Segmentation mask data
== Segment start ==
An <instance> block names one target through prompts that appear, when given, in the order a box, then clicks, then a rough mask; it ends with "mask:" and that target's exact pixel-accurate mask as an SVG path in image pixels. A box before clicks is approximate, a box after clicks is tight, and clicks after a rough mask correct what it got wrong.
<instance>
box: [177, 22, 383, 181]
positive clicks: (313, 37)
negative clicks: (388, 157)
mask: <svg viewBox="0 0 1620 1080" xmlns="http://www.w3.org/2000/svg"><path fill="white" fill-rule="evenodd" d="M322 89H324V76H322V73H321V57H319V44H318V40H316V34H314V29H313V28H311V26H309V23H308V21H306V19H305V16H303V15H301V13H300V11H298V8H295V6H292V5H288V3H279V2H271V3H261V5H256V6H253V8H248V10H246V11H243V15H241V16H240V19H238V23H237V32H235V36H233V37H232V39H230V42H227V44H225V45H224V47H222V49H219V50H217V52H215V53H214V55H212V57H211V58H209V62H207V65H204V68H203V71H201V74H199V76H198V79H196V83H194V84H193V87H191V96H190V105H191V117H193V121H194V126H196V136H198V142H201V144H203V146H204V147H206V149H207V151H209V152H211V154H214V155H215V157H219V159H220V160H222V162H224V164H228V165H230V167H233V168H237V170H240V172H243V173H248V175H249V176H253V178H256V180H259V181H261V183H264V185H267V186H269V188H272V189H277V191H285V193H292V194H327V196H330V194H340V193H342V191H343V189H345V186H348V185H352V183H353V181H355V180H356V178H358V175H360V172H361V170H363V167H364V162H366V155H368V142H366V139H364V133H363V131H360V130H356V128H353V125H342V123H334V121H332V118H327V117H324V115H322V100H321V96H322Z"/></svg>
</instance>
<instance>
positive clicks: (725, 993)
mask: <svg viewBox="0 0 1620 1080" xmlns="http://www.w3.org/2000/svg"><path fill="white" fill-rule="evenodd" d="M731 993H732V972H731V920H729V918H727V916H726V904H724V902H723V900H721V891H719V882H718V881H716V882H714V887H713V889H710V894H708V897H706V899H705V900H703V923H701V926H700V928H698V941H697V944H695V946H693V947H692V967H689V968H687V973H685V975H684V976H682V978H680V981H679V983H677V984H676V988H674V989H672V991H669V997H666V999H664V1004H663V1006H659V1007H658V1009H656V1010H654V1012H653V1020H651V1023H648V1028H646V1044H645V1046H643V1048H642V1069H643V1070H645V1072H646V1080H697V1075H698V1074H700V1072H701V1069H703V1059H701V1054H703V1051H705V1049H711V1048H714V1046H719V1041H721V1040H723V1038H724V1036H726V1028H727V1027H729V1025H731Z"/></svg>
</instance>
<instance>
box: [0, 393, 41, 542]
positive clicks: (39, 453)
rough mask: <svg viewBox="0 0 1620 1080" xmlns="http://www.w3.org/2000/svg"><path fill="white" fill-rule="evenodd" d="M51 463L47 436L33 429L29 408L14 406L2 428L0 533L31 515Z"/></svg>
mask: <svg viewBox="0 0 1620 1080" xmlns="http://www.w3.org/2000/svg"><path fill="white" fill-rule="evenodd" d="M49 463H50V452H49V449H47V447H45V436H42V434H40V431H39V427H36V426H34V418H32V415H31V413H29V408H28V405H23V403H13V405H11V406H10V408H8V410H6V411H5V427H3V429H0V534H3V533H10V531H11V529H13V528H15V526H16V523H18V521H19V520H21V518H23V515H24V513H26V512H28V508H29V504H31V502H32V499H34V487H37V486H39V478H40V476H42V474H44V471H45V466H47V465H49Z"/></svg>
== Segment end ==
Every record must be transcribed exactly as written.

■ **TASK OUTPUT**
An <instance> block names one target through prompts that appear, when given, in the order a box, then clicks, then a rough mask; it ends with "mask:" and that target's exact pixel-accurate mask as an SVG path in image pixels. A box before clicks is approximate, a box after clicks is tight, and clicks after a rough mask correct what it got wrong.
<instance>
box: [177, 22, 383, 181]
positive clicks: (313, 37)
negative clicks: (388, 157)
mask: <svg viewBox="0 0 1620 1080" xmlns="http://www.w3.org/2000/svg"><path fill="white" fill-rule="evenodd" d="M322 89H324V76H322V73H321V57H319V44H318V40H316V34H314V29H313V28H311V26H309V23H308V21H306V19H305V16H303V15H301V13H300V11H298V8H295V6H292V5H288V3H279V2H271V3H261V5H256V6H253V8H248V10H246V11H243V15H241V16H240V19H238V23H237V32H235V36H233V37H232V39H230V42H227V44H225V45H224V47H222V49H219V50H217V52H215V53H214V55H212V57H211V58H209V62H207V65H204V68H203V71H201V74H199V76H198V79H196V83H194V84H193V87H191V96H190V105H191V117H193V121H194V126H196V136H198V142H201V144H203V146H204V147H206V149H207V151H209V152H211V154H214V155H215V157H219V159H220V160H222V162H224V164H228V165H230V167H233V168H237V170H240V172H243V173H248V175H249V176H253V178H256V180H259V181H261V183H264V185H267V186H269V188H272V189H277V191H285V193H292V194H327V196H330V194H340V193H342V191H343V189H345V186H348V185H352V183H353V181H355V180H356V178H358V175H360V172H361V170H363V167H364V162H366V155H368V142H366V139H364V133H363V131H360V130H356V128H353V125H342V123H334V121H332V118H327V117H324V115H322V100H321V96H322Z"/></svg>
</instance>
<instance>
positive clicks: (725, 993)
mask: <svg viewBox="0 0 1620 1080" xmlns="http://www.w3.org/2000/svg"><path fill="white" fill-rule="evenodd" d="M731 993H732V972H731V920H729V918H727V916H726V904H724V902H723V900H721V891H719V882H718V881H716V882H714V887H713V889H710V894H708V897H706V899H705V900H703V923H701V926H700V928H698V941H697V944H695V946H693V947H692V967H689V968H687V973H685V975H684V976H682V978H680V981H679V983H677V984H676V988H674V989H672V991H669V997H666V999H664V1004H663V1006H659V1007H658V1009H656V1010H654V1012H653V1020H651V1023H648V1028H646V1044H645V1046H643V1048H642V1069H643V1070H645V1072H646V1080H697V1075H698V1074H700V1072H701V1069H703V1059H701V1054H703V1051H705V1049H711V1048H714V1046H719V1041H721V1040H723V1038H724V1036H726V1028H727V1027H729V1025H731Z"/></svg>
</instance>
<instance>
box: [0, 393, 41, 542]
positive clicks: (39, 453)
rough mask: <svg viewBox="0 0 1620 1080" xmlns="http://www.w3.org/2000/svg"><path fill="white" fill-rule="evenodd" d="M51 463L47 436L33 429L29 408L14 406L2 428L0 533L31 515Z"/></svg>
mask: <svg viewBox="0 0 1620 1080" xmlns="http://www.w3.org/2000/svg"><path fill="white" fill-rule="evenodd" d="M49 463H50V452H49V449H47V447H45V436H42V434H40V431H39V427H36V426H34V418H32V415H31V413H29V408H28V405H23V403H13V405H11V406H10V408H8V410H6V411H5V427H3V429H0V534H3V533H10V531H11V529H13V528H15V526H16V523H18V521H19V520H21V518H23V515H24V513H26V512H28V508H29V504H31V502H32V499H34V487H37V486H39V478H40V476H42V474H44V471H45V466H47V465H49Z"/></svg>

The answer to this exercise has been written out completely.